## Extract to read
"""

Some thoughts from “Thunder Moon Tussle”
Coming soon, a new novel by Torn MacAlester
Science Fiction
Some thoughts from “Thunder Moon Tussle”
Coming soon, a new novel by Torn MacAlester
Republished from APRIL 14, 2018
It’s difficult to talk about the science involved in a story without actually discussing some of the aspects of the story. So as a forewarning, I recommend that you read the story first and come back to this article. I’ll continue with the article in the next paragraph. The story Golf and Outgassing is available here.
Golf and Outgassing is a story regarding the return to the moon sometime in the next decade of an alternate history. It revolves around the landing site Fra Mauro, the location of the 1971 landing of Apollo 14 i ii. The title itself is suggestive of the event ending the two-day stay of Apollo 14 — Alan Shepard’s famous lunar golf shots iii. The outgassing piece is from part of the preliminary science results for the mission.

"""

## Data
"""

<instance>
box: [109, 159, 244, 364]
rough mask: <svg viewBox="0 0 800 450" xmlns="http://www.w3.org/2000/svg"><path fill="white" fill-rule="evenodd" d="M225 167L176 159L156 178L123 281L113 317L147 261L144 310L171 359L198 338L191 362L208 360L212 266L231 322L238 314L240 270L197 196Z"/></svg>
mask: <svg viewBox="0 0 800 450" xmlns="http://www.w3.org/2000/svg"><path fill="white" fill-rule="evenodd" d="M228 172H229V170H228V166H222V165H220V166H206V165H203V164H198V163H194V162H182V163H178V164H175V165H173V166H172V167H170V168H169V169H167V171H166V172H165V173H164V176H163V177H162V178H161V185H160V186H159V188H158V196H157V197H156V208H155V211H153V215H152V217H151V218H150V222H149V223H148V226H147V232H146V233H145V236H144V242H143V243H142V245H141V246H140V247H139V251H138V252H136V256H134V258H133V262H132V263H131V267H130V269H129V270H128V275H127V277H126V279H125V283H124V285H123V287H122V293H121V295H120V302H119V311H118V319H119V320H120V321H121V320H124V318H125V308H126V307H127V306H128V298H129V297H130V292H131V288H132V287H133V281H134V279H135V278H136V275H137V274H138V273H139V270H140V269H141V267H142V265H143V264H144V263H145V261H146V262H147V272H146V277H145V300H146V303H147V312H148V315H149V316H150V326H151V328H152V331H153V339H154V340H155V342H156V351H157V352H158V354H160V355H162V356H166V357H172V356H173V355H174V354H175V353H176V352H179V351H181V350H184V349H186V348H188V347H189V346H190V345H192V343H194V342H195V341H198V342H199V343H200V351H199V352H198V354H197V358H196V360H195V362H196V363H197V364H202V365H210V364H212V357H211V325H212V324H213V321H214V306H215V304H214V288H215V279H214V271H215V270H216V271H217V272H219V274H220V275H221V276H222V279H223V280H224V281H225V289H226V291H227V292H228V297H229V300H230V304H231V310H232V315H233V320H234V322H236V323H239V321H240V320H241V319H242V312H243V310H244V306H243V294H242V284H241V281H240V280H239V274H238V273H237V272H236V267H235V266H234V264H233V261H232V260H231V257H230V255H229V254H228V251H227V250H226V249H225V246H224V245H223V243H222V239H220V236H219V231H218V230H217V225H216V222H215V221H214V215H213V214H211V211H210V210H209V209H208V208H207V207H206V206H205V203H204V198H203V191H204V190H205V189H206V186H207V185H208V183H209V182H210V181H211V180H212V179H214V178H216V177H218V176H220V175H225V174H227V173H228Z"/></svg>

"""

Return the full text about Golf and Outgassing, word for word. The material is separate from the text about Golf and Outgassing.

Some thoughts from “Thunder Moon Tussle”
Coming soon, a new novel by Torn MacAlester
Science Fiction
Some thoughts from “Thunder Moon Tussle”
Coming soon, a new novel by Torn MacAlester
Republished from APRIL 14, 2018
It’s difficult to talk about the science involved in a story without actually discussing some of the aspects of the story. So as a forewarning, I recommend that you read the story first and come back to this article. I’ll continue with the article in the next paragraph. The story Golf and Outgassing is available here.
Golf and Outgassing is a story regarding the return to the moon sometime in the next decade of an alternate history. It revolves around the landing site Fra Mauro, the location of the 1971 landing of Apollo 14 i ii. The title itself is suggestive of the event ending the two-day stay of Apollo 14 — Alan Shepard’s famous lunar golf shots iii. The outgassing piece is from part of the preliminary science results for the mission.